>>

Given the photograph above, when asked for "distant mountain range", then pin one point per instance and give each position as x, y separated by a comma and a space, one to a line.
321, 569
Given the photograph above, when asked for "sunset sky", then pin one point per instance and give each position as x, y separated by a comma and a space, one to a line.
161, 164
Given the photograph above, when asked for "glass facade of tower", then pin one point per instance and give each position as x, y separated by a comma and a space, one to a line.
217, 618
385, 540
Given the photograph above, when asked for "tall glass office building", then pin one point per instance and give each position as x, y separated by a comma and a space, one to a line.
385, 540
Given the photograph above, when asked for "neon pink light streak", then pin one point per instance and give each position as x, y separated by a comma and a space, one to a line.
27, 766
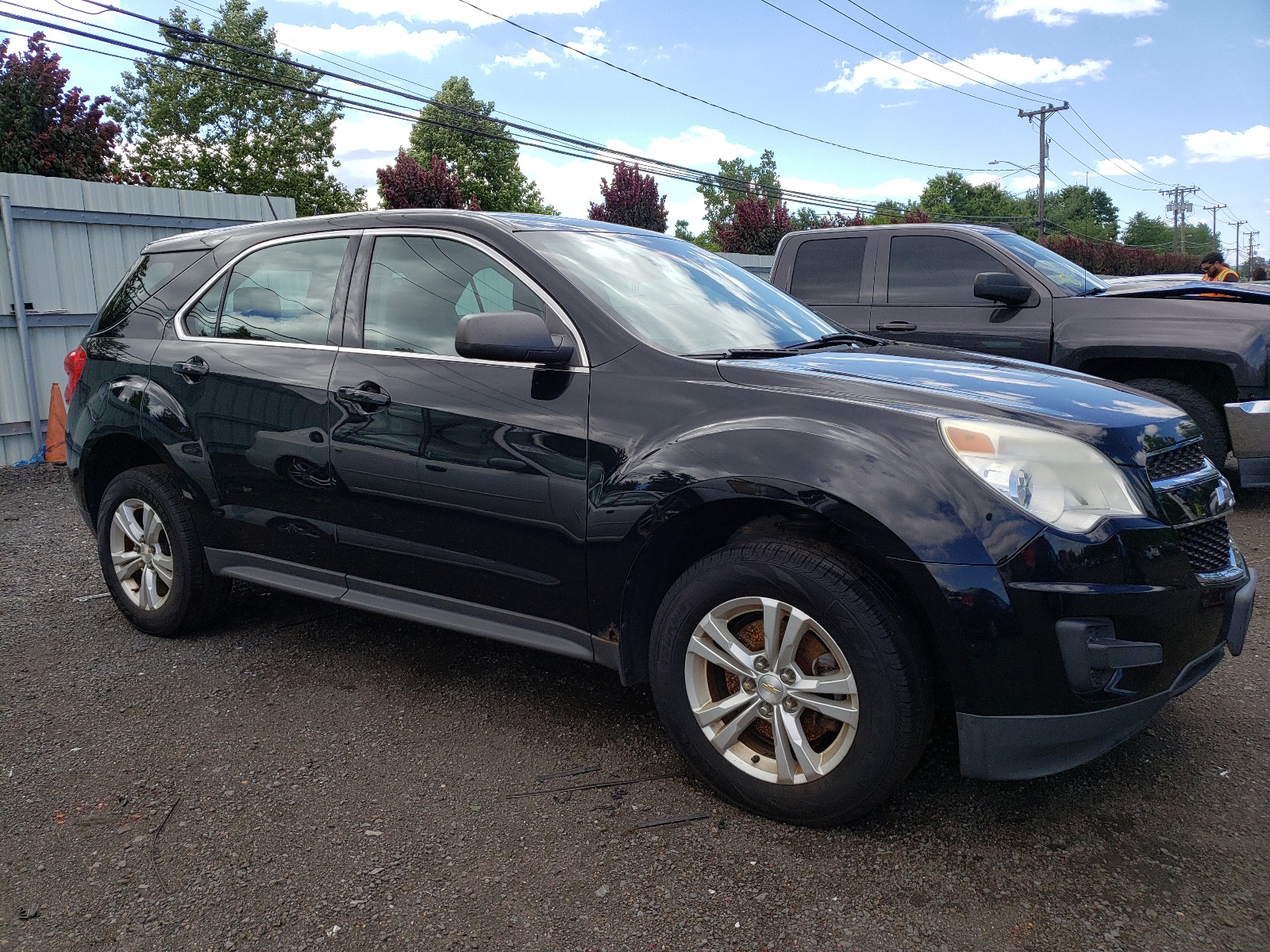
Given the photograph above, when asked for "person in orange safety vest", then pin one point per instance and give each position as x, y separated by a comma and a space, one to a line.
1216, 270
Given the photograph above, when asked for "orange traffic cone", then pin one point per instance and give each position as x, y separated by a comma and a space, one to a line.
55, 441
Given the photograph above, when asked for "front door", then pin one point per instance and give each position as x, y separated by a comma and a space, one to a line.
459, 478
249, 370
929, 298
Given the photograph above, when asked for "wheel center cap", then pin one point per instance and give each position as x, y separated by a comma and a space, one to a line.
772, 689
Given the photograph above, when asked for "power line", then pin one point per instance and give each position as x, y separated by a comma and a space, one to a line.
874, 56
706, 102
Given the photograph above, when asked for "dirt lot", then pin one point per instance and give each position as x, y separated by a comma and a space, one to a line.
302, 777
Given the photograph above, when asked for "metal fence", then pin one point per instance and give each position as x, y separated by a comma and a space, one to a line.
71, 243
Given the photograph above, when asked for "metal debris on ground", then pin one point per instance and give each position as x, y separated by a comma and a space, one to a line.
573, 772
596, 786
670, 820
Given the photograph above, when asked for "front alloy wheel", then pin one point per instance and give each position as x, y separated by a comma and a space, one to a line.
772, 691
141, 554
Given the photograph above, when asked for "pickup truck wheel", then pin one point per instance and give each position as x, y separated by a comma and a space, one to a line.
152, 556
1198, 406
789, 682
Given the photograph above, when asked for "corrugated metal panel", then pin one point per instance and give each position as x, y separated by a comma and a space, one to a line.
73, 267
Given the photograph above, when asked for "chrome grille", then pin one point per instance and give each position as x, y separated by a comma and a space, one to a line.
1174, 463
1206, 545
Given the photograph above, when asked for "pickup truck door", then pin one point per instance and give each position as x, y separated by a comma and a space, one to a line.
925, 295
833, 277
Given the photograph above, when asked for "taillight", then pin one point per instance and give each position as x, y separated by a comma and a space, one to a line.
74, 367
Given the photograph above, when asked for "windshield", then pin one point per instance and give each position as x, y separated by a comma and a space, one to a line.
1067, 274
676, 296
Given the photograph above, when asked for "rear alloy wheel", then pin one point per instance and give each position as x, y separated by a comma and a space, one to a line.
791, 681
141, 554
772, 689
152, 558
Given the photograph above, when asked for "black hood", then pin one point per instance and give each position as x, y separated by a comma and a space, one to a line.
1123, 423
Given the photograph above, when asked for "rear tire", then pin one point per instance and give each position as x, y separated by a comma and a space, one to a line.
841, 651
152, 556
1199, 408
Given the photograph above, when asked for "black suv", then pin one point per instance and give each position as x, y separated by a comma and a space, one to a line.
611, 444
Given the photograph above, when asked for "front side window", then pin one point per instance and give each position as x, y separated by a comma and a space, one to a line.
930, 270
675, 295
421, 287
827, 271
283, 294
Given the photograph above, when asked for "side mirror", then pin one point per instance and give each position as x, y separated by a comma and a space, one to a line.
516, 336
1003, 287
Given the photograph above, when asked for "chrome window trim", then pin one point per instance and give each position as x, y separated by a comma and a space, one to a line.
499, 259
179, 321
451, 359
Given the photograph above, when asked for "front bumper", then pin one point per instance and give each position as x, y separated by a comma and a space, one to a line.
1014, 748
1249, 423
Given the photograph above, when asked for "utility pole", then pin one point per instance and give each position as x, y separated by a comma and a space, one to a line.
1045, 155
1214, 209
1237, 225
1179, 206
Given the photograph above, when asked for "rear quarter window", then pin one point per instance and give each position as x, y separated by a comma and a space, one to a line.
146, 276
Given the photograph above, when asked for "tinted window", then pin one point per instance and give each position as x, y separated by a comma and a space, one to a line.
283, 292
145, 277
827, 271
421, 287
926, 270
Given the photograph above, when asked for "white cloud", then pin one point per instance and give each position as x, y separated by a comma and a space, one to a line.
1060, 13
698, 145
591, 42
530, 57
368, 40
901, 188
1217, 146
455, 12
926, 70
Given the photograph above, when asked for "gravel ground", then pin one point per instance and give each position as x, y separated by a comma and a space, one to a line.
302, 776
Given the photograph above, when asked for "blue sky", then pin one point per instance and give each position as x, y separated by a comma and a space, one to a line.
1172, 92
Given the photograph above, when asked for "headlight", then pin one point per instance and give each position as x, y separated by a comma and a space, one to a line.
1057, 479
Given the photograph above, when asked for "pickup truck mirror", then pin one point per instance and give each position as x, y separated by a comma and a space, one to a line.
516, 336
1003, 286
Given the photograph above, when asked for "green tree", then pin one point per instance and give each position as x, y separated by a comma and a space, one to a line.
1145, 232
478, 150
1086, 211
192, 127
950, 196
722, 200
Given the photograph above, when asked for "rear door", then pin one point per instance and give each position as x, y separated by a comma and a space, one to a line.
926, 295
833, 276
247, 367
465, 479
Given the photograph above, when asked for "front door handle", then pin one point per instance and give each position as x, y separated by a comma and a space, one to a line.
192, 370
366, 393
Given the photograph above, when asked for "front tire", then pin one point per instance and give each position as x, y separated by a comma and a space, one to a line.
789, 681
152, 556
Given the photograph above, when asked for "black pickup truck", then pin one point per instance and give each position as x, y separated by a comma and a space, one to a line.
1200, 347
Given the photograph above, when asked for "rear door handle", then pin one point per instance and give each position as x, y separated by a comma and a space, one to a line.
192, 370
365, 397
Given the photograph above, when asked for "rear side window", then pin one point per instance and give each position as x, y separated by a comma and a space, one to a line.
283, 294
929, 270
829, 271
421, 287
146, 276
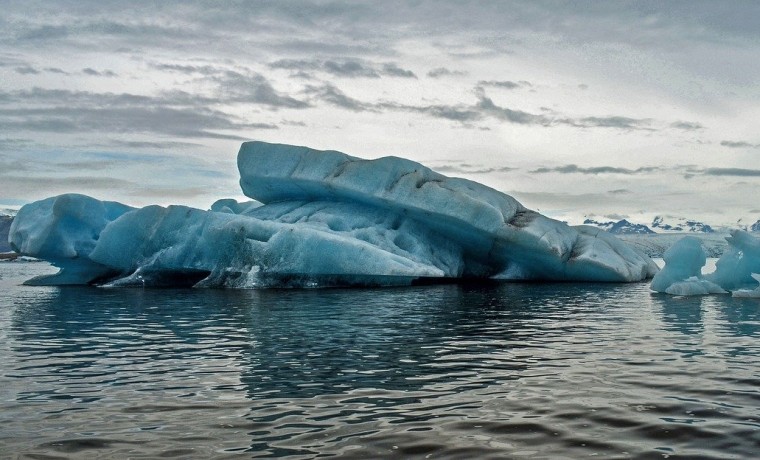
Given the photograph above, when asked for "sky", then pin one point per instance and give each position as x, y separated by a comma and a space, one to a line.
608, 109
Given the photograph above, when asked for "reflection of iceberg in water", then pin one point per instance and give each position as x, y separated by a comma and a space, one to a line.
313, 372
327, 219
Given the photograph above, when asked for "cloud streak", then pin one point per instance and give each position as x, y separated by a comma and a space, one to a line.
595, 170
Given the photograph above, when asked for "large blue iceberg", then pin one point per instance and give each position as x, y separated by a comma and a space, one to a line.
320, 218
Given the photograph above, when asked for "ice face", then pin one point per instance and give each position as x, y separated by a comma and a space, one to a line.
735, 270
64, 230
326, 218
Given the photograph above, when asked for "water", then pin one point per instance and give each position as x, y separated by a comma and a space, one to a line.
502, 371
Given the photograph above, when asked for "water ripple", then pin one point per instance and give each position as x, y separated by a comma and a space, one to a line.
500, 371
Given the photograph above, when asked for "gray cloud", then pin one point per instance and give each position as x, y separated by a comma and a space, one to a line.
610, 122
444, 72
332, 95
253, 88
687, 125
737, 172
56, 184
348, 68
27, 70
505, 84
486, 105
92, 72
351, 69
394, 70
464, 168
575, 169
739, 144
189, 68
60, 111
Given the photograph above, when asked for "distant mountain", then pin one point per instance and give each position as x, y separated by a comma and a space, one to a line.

<<

### Task objective
Above are the records; transcribe them exactly without the pictures.

### Result
Given the photograph above, when asked for "distant mountain range", then pin one point per instance and give each position as x, y separated by a comma and a space, one to a line.
321, 569
Given the photograph above, when asked for "sunset sky", then pin one point per instance and give each position as x, y separated by a comma and a space, one to a line.
161, 164
Given the photograph above, when asked for "glass facade of tower", then pin one point per instance and give each position as x, y separated by a comma and a space, one to a line.
217, 618
385, 540
Given the photograph above, when asked for "tall glass office building", then pin one point per instance and give each position as x, y separated by a comma and a space, one to a line.
385, 540
Given the photograph above, when asked for "neon pink light streak", then pin one point per instance and give each position as x, y separated by a comma and a space, one to a line.
27, 766
Given the photograph above, when asked for "person in orange safety vest", then pin one point per instance and give each position as x, y separated by a comma and a space, one to a line.
1216, 270
Given the photograph above, when asked for "orange traffic cone", then pin one point per instance and give each position as x, y separated by a comma and a space, one to a line.
55, 441
Given the photograph above, when asked for "front door", then pin one point per instance and give each position as x, y separated by a comma and a space, one to a line.
459, 478
249, 370
929, 298
Given the photograph above, when asked for "wheel center cap", then pin one point per instance and give each position as x, y separated by a comma and a space, one to a line.
772, 689
Given the photograph above, when asked for "power line", then pin one point per instance and give each position as x, y separated by a comma and a space, one to a line.
874, 56
706, 102
Given the photograph above, when asked for "dirt lot", then pin one point per instance and give each position as x, y separated by a comma and a space, one to a line.
302, 777
Given the photograph above, when asked for "metal fence", then pin one point per instance and give each position as x, y separated by a comma and a space, one to a line.
71, 243
Given the photograph above, when asked for "metal debris on ground", then pin one point per instance and give each position as x, y separated by a comma and a space, one to a line.
573, 772
596, 786
670, 820
Given the photograph above, when asked for "front alloy wheel", then pin one point per instance and give each position as x, y separated by a comma and a space, one to a line.
772, 691
141, 554
Given the photograph above, when asked for "pickup truck wheel", then pin one point per instance and give each position as x, y separated by a comma and a space, one to a line.
152, 556
1198, 406
789, 682
Given the photograph above, when asked for "corrugated metal panel", then pin one point per instance and give each position as x, y separated by a comma and a space, one to a line.
73, 267
Given the photograph above, when asked for "chrome grille", then pin one point per instance and give each position as x, y separated by a comma and a space, one to a line.
1174, 463
1206, 545
Given the photograph above, when asked for "pickup truck door", then pin one point per instance and give each position as x, y separated by a comma and a space, one to a line.
925, 295
833, 277
Given the photograph above, when asked for "taillight", then pin one point per instance and give each position as x, y separated by a comma and a space, one to a line.
74, 367
Given the photograph above, when asked for "windshield", then pin one point per instance and give each position as x, y separated by a comma and a space, one to a line.
1067, 274
676, 296
Given the photograph above, when asked for "rear alloy wheel", then pin one point per instance and give each position as x, y separated by a comma and a space, one to a line.
791, 681
141, 554
772, 689
152, 558
Given the photograph above, when asked for "black hood", then pin one point per instance and give each position as x, y separated by a comma and a space, one to a line.
1123, 423
Given the photograph above, when asked for "rear tire", then pin one point per instance and give each position as x, y separated by a comma and a space, one to a line.
841, 651
152, 556
1199, 408
Given the photograph above, when asked for "black suv", then pin one point per instance and give each position as x, y separated by a comma and a space, one to a line.
611, 444
Given the photograph above, when asked for "front side window", then pin one point per instance and give each position as x, y separated by a comma and a space, one to a line.
930, 270
675, 295
421, 287
827, 271
283, 294
Given the photograph above, when asked for "side mirror", then pin one point per instance and give each position as x, y separated by a comma and a space, one to a line.
516, 336
1003, 287
Given the photograph above, when asked for "chrome window trim", then pin one point per instance and give each position as x, y separated by a comma and a space, one to a line.
499, 259
179, 321
451, 359
Given the photograph above, when asked for "front bumper", then pin one point per instance and give each position as x, y separated by a comma and a space, one to a line.
1014, 748
1249, 423
Given the photograph above, when asked for "utility pole", then pin one point per instance and give each position as x, y separated by a comma and a space, one to a line.
1045, 155
1214, 209
1237, 225
1179, 206
Given the photograph above, when asked for "rear quarter window", then pin one point per instance and give each position as x, y separated by a comma and a space, one to a line.
146, 276
Given the photograph above, when asked for "tinted window", then pin one point per instance and give each position as x, y separated by a comma and a space, one to a line.
283, 292
145, 277
827, 271
421, 287
926, 270
Given the photograph above, when asked for "white cloud", then pin one point per instance and give each position as x, y separated by a comma and a space, one to a line.
1060, 13
698, 145
591, 42
530, 57
368, 40
901, 188
1217, 146
455, 12
926, 70
Given the photograph above, when asked for "gravel ground", then pin one point per instance and give each position as x, y separated by a comma and a space, one to a line.
302, 776
Given the photograph above, when asked for "blue sky", then pin one point per instance and give each position as x, y separated by a comma and a space, one to a line.
1172, 92
Given the photograph above, when asked for "headlight", then pin one point per instance and give each position as x, y separated by a comma and a space, one to a line.
1057, 479
Given the photograph above, when asked for "pickup truck mirror", then pin one point per instance and give each position as x, y separated by a comma and a space, one to a line.
516, 336
1003, 286
Given the photograph above, when asked for "green tree", then pin one point per instance and give each position as x, y separated by a comma and a space, one to a line.
1145, 232
478, 150
1086, 211
192, 127
950, 196
722, 200
Given the photograph above, when asked for "rear door", then pin one point per instance and give each position as x, y separated by a comma and a space, one to a line.
926, 295
833, 276
247, 367
465, 479
Given the photograph above, when asked for "front door handle", then pin one point per instance and give each position as x, y separated by a comma and a space, one to a line.
192, 370
366, 393
Given the photograph above, when asked for "front tire", then pin one point per instance and give each position as x, y separated by a comma and a space, one to a line.
789, 681
152, 556
Given the photograph above, when asked for "black pickup truck", then pin one point per instance and give each position as x, y separated by a comma and a space, one to a line.
1200, 347
Given the photograph above, when asked for "rear door handle", then pin one point per instance and give each position as x, y separated by a comma and a space, one to a line.
192, 370
365, 397
Given the photograph above, when asked for "rear side window", then pin one point per instance and give each position as x, y separated by a comma and a space, one to a line.
283, 294
929, 270
829, 271
421, 287
146, 276
Given the photograph above, when asked for "sky", then pin one point per instance and give each position as x, y separated by a comma and a space, one to a line.
608, 109
Given the photograph above, when asked for "reflection of iceberg in water", then pin one point per instance and give each position as x, y separated by a comma and a space, one to a line.
313, 372
327, 219
Given the photograph above, when asked for "cloud streak", then pin one point per instance and give each position as x, y separated by a comma and a space, one to a line.
595, 170
Given the photograph above, when asked for "large blue iceberg", then pin one point per instance and give each position as x, y separated by a comma and a space, one to a line.
320, 218
Given the photograph above, when asked for "ice face", then pin one point per instance and give each position as x, y separated by a comma and a space, one to a line.
735, 270
64, 230
326, 218
Given the photograph above, when asked for "water", then pin one point per instance and give each position as x, y separated by a comma and a space, one to a line.
502, 371
Given the photograph above, when asked for "water ripple", then pin one point per instance and give each position as x, y separated by a comma and a space, one to a line.
500, 371
Given the photograph above, when asked for "gray cloud", then pin one point per instance and give each position as x, y separated by a comma and a space, one to a line.
610, 122
444, 72
332, 95
253, 88
687, 125
737, 172
56, 184
348, 68
27, 70
505, 84
486, 105
92, 72
351, 69
394, 70
464, 168
575, 169
739, 144
189, 68
60, 111
Given the photograph above, when asked for "distant mountain", then pin one point per instance and give each position as x, y separated by a comma and a space, one to a line.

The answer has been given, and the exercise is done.